___ TEXT SHOWN
In the U.S., a report showed that claims for unemployment benefits rose less than forecast last week to a level that shows companies may be starting to slow the pace of dismissals.
Applications for jobless benefits increased by 6,000 in the week ended Oct. 1 to 401,000, Labor Department figures showed today. Economists had predicted 410,000 claims, according to the median estimate in a Bloomberg News survey.
Credit Agricole climbed 2.8 percent to 5.31 euros, while BNP advanced 6.5 percent to 31.41 euros. Shares of Natixis surged 11 percent to 2.56 euros.
France’s state-holding agency is working on a plan, involving two or three unnamed banks, Le Figaro said, citing a person familiar with the matter that it didn’t identify. A French government official, who declined to be named because he’s not authorized to speak to the press, rejected the report, calling it false.
Basic-resources shares jumped 4 percent, for the best performance of the 19 industry groups in the Stoxx 600. BHP gained 4.1 percent to 1,851.5 pence. Rio Tinto Group, the world’s second-largest mining company, increased 5.9 percent to 3,075.5 pence. Copper, lead, nickel and tin rose in London.
SABMiller, AB InBev
SABMiller, the maker of Peroni and Grolsch beer, soared 6.2 percent to 2,230 pence, its biggest gain since May 2010. Brazilian news website IG reported that AB InBev, the world’s largest brewer, has held talks to acquire the company for about $80 billion. AB InBev slipped 1.4 percent to 39.07 euros.
Nigel Fairbrass, a spokesman for London-based SABMiller, and Marianne Amssoms, a spokeswoman for Leuven, Belgium-based AB InBev, declined to comment on the report.
______
___ RECORDED INFORMATION
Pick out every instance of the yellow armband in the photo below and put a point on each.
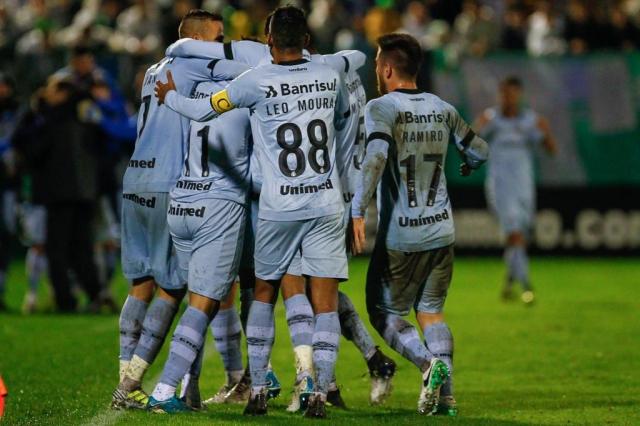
______
**PROBLEM TO WORK ON**: Retype the market report on jobless claims and European shares in full, word for word.

**RESPONSE FOR THIS EXERCISE**:
In the U.S., a report showed that claims for unemployment benefits rose less than forecast last week to a level that shows companies may be starting to slow the pace of dismissals.
Applications for jobless benefits increased by 6,000 in the week ended Oct. 1 to 401,000, Labor Department figures showed today. Economists had predicted 410,000 claims, according to the median estimate in a Bloomberg News survey.
Credit Agricole climbed 2.8 percent to 5.31 euros, while BNP advanced 6.5 percent to 31.41 euros. Shares of Natixis surged 11 percent to 2.56 euros.
France’s state-holding agency is working on a plan, involving two or three unnamed banks, Le Figaro said, citing a person familiar with the matter that it didn’t identify. A French government official, who declined to be named because he’s not authorized to speak to the press, rejected the report, calling it false.
Basic-resources shares jumped 4 percent, for the best performance of the 19 industry groups in the Stoxx 600. BHP gained 4.1 percent to 1,851.5 pence. Rio Tinto Group, the world’s second-largest mining company, increased 5.9 percent to 3,075.5 pence. Copper, lead, nickel and tin rose in London.
SABMiller, AB InBev
SABMiller, the maker of Peroni and Grolsch beer, soared 6.2 percent to 2,230 pence, its biggest gain since May 2010. Brazilian news website IG reported that AB InBev, the world’s largest brewer, has held talks to acquire the company for about $80 billion. AB InBev slipped 1.4 percent to 39.07 euros.
Nigel Fairbrass, a spokesman for London-based SABMiller, and Marianne Amssoms, a spokeswoman for Leuven, Belgium-based AB InBev, declined to comment on the report.